Existing Altivec code still runs fine, but new code could do x2 performance, or 64 bit vectors.

Where is the Altivec thread you speak of. Can't find it.

earthtoandy · November 17, 2004 12:53AM

the fact that it is lower power means that it will be able to run faster clock speeds at lower temps. Thats the idea guys! The lower power consumption allows it to go faster without frying the chip.

zapchud · November 17, 2004 4:45AM

Quote:

Originally posted by MarcUK

I dont understand, if a new Altivec was fully backwards compatible with the old ISA, why would it be a bad thing if the were new instructions for doubles?

Existing Altivec code still runs fine, but new code could do x2 performance, or 64 bit vectors.

Where is the Altivec thread you speak of. Can't find it.

The existing Altivec code would still run fine on machines that has Altivec 2. The problem is that if someone wrote code for Altivec 2, only the processors supporting AV2 would be able to run the program, and the developer would have to write a fallback in AV or scalar code for older processors. It translates for additional work (iow. investments in time and money) for the Altivec programmer as he/she'd have to write more processor-specific code, only to have the new code working for a tiny fraction of the installed base. This can only be worth it if performance gains are truly huge (as they are with regular altivec compared to scalar).
◆ ◆ ◆ ◆ ◆ ◆ ◆
Task statement:
Reproduce the part of the Altivec forum thread between "earthtoandy · November" and "instructions for doubles?", inclusive.
◆ ◆ ◆ ◆ ◆ ◆ ◆
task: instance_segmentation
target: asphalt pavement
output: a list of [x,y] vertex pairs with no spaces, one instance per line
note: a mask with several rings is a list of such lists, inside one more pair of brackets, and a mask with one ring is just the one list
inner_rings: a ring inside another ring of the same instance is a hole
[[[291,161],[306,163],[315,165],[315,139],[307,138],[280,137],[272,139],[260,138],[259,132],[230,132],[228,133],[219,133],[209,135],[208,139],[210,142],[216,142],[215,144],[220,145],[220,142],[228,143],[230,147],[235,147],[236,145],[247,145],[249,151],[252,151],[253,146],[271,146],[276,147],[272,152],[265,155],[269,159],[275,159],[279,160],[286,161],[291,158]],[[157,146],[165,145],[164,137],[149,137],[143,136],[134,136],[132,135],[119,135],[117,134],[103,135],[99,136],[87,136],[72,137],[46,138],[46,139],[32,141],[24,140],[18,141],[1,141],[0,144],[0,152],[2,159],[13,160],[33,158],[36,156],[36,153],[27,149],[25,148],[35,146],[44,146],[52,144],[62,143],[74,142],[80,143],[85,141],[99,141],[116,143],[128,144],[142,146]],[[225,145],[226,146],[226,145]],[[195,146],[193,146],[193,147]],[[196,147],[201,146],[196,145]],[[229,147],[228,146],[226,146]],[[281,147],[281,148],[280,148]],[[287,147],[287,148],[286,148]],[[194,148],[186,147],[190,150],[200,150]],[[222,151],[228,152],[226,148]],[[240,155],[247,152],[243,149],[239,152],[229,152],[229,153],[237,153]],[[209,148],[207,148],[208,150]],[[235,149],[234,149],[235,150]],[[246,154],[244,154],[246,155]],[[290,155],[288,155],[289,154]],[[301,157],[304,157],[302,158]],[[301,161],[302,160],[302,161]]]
◆ ◆ ◆ ◆ ◆ ◆ ◆
Right answer:
earthtoandy · November 17, 2004 12:53AM

the fact that it is lower power means that it will be able to run faster clock speeds at lower temps. Thats the idea guys! The lower power consumption allows it to go faster without frying the chip.

zapchud · November 17, 2004 4:45AM

Quote:

Originally posted by MarcUK

I dont understand, if a new Altivec was fully backwards compatible with the old ISA, why would it be a bad thing if the were new instructions for doubles?